DATA SHOWN:
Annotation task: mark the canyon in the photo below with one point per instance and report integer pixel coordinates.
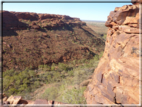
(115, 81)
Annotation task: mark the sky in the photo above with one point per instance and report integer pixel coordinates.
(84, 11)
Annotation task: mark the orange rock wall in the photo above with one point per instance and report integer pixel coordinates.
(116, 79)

...

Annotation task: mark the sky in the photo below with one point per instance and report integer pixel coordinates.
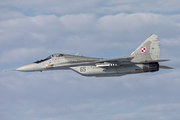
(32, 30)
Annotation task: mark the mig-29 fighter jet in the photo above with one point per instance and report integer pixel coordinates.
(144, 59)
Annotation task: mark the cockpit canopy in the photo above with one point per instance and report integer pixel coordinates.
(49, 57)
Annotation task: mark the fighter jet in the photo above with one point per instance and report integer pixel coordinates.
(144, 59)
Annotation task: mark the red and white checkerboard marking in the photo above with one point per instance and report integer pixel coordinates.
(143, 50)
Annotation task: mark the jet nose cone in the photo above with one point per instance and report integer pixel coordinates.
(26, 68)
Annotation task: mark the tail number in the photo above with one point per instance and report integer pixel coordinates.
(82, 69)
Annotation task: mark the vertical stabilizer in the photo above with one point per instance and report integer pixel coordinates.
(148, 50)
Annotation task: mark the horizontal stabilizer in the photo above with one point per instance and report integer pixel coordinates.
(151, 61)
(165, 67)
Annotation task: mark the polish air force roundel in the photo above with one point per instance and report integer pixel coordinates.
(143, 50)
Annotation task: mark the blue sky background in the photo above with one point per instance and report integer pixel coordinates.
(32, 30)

GOAL: Count the lines of the data above that contain the string "stabilizer", treating uppercase and lowercase as different. Give only the number.

EXERCISE SOLUTION: 2